[TASK INSTRUCTIONS] Print, please, the line that contains "[point] at the bare shoulder" and each line after it to the end of the entries, unchanged and with nothing else.

[STORED ROWS]

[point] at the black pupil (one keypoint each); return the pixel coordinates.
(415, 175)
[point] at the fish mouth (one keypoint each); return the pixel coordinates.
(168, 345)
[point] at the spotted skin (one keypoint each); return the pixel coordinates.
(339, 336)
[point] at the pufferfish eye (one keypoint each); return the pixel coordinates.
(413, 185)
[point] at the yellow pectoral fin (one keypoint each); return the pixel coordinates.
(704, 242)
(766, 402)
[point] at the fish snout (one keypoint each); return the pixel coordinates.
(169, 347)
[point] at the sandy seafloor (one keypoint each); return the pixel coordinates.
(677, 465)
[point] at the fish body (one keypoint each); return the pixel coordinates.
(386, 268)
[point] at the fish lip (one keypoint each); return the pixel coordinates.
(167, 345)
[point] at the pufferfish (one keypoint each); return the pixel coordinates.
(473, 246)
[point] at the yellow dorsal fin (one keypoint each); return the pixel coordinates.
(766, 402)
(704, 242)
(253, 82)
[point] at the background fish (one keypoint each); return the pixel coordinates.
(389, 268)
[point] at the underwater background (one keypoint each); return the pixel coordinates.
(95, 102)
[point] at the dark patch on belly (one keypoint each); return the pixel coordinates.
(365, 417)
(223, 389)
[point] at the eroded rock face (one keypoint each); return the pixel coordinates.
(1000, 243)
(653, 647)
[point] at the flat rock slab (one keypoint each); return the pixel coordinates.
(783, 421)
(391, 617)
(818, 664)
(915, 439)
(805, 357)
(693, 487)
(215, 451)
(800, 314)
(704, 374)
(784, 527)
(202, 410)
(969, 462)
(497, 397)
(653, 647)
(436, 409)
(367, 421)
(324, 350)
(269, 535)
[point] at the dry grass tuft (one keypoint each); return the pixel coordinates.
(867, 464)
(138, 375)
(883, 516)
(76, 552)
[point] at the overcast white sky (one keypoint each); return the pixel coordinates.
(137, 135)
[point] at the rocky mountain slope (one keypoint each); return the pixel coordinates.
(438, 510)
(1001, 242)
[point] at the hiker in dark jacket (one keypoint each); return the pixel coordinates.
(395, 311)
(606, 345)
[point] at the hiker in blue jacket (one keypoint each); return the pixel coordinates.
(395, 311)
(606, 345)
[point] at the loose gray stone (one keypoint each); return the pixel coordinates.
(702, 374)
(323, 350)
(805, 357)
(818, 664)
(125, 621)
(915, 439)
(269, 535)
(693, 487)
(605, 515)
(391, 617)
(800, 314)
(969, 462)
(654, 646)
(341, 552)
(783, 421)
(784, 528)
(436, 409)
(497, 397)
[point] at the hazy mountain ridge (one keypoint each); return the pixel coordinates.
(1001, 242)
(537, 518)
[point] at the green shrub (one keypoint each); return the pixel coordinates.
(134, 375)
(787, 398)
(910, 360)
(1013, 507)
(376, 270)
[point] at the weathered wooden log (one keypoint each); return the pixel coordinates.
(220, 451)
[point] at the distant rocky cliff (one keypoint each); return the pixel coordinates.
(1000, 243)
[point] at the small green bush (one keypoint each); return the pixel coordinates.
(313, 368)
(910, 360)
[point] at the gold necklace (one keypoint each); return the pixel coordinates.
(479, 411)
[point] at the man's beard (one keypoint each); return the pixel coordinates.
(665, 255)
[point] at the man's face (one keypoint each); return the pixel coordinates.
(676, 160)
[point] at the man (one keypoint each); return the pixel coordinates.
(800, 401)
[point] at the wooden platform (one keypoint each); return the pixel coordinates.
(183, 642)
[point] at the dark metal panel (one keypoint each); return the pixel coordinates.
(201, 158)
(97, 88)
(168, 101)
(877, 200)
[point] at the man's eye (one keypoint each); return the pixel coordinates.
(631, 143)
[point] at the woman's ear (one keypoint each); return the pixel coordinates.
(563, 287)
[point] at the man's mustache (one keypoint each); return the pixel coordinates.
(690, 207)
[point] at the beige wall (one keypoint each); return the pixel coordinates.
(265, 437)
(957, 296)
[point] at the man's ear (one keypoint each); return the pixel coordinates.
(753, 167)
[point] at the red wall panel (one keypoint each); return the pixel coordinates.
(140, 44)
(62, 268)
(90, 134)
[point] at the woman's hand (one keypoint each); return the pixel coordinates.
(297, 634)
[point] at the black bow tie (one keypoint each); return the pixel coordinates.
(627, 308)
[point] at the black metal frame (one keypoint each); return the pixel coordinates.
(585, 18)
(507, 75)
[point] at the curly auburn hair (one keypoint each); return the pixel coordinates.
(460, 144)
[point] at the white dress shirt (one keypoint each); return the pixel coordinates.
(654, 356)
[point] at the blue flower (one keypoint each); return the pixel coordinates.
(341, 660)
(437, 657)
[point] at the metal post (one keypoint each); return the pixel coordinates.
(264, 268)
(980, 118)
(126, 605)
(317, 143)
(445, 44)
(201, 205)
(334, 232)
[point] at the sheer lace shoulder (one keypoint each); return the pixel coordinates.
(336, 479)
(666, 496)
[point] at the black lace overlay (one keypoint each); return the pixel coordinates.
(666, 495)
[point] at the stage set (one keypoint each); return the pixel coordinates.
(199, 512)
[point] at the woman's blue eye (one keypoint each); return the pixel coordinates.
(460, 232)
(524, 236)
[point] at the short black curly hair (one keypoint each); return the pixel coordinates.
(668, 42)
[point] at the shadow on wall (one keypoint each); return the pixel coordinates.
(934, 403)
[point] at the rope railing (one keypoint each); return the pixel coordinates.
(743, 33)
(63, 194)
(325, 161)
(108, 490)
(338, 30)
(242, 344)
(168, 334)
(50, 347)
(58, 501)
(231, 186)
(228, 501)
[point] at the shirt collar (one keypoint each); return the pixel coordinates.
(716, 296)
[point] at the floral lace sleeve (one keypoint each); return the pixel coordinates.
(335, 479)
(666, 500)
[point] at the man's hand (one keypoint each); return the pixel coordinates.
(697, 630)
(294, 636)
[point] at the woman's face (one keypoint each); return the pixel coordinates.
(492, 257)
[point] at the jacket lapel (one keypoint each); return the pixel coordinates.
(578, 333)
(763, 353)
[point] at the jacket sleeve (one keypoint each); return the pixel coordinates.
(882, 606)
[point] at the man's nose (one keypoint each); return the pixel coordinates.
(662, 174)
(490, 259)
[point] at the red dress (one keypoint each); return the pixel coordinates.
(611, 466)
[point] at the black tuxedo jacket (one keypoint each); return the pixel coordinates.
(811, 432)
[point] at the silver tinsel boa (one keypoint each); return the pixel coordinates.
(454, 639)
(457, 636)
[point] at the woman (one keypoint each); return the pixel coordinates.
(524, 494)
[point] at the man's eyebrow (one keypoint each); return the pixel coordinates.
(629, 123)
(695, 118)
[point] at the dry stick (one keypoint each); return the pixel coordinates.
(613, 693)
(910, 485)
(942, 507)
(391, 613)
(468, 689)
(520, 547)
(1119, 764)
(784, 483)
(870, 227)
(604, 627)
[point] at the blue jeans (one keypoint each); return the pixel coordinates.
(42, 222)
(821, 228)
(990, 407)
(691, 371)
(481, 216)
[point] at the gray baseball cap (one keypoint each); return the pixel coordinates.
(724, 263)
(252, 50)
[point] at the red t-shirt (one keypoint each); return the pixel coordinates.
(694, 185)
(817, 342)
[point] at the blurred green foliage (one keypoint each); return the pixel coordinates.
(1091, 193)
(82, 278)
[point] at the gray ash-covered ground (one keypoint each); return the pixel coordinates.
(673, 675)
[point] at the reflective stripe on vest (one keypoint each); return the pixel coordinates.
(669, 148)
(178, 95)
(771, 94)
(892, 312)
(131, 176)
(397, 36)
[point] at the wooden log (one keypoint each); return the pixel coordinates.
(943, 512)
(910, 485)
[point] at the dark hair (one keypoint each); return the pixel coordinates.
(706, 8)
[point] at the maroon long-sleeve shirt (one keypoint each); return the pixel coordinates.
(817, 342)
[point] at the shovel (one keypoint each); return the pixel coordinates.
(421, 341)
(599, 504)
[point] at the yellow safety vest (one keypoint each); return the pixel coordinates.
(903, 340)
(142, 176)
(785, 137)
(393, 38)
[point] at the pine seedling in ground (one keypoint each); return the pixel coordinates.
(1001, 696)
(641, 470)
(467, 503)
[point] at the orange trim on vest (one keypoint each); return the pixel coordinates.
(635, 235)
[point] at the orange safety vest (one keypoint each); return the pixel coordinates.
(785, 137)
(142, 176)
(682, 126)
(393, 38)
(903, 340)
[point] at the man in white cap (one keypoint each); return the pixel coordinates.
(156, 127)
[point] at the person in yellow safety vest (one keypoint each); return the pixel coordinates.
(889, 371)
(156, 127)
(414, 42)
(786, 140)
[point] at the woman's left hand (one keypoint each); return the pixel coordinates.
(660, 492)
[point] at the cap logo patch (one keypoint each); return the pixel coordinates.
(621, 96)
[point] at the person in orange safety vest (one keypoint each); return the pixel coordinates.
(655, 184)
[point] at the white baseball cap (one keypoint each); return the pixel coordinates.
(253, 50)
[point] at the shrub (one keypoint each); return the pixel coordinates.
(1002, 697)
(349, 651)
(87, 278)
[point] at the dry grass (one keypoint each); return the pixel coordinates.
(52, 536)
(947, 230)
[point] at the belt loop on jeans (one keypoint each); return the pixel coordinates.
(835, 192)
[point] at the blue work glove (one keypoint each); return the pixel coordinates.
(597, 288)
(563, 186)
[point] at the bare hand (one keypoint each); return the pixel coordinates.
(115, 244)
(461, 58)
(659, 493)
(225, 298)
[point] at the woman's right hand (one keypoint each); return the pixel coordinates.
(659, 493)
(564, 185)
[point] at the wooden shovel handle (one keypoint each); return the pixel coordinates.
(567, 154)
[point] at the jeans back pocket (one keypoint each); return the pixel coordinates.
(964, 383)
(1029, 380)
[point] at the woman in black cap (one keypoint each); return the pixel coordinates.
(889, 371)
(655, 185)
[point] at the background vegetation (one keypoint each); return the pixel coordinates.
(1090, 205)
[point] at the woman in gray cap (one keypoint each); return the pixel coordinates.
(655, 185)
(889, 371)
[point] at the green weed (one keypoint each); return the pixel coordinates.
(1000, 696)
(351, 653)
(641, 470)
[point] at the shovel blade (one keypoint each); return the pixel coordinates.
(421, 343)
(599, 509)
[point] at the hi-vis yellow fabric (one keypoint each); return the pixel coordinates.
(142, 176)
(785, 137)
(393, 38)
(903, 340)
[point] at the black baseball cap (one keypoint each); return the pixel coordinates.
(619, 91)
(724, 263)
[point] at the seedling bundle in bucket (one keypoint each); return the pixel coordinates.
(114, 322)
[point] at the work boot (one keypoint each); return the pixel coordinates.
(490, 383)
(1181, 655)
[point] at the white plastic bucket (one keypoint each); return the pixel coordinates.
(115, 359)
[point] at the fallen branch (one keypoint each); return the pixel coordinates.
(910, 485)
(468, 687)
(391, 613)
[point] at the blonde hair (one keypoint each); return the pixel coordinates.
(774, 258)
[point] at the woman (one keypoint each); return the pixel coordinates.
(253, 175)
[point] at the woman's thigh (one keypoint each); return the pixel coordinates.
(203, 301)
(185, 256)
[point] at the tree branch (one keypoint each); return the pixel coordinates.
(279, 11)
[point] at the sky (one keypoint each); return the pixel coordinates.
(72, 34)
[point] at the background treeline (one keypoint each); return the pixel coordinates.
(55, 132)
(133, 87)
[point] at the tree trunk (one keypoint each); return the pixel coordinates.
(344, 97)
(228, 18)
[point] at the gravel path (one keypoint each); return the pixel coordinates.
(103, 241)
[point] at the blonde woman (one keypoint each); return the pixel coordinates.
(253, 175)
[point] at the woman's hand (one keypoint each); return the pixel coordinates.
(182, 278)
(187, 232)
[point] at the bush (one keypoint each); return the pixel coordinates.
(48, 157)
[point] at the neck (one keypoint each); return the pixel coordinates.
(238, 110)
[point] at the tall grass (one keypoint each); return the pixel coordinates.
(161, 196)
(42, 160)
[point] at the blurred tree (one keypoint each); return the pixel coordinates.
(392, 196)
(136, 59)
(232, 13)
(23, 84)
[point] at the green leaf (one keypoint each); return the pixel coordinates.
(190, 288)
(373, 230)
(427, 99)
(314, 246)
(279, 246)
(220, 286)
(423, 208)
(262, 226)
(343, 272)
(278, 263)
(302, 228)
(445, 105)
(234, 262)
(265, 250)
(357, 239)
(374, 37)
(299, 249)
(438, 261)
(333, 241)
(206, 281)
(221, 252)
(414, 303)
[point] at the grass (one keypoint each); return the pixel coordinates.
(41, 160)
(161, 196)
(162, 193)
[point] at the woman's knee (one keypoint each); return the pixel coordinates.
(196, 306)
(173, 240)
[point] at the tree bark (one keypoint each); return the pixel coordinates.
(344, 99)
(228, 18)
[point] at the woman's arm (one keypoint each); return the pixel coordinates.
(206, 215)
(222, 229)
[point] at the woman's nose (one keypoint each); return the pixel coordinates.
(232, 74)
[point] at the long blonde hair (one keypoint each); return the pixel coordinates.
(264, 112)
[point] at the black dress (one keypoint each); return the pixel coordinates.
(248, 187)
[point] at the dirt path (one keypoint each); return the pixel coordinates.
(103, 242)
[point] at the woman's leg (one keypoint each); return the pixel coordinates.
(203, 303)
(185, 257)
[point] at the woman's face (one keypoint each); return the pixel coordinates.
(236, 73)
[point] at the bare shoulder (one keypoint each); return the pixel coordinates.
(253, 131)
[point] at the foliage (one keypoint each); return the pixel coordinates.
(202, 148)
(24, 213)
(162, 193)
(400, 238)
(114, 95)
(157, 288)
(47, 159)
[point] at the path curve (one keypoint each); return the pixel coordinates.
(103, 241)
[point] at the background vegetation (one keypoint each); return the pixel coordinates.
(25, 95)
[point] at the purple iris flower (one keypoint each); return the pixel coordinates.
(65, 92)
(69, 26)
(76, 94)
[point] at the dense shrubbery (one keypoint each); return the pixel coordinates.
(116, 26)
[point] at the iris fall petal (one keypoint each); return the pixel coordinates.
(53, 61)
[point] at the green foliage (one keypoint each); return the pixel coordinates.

[PROBLEM SOLUTION]
[point] at the bare shoulder (one keypoint each); return the pixel coordinates.
(253, 131)
[point] at the foliage (one keypoint each); return the pixel coordinates.
(202, 148)
(24, 213)
(162, 193)
(400, 238)
(114, 95)
(157, 288)
(47, 159)
[point] at the path curve (one keypoint each); return the pixel coordinates.
(103, 241)
[point] at the background vegetation (one keypoint each); return the pixel coordinates.
(25, 95)
[point] at the purple iris flower (one keypoint each); return the pixel coordinates.
(65, 92)
(69, 26)
(76, 94)
[point] at the dense shrubbery (one keypoint each); return the pixel coordinates.
(116, 26)
[point] at the iris fall petal (one keypoint each); return the pixel coordinates.
(53, 61)
[point] at the green foliage (one keypoint each); return the pixel coordinates.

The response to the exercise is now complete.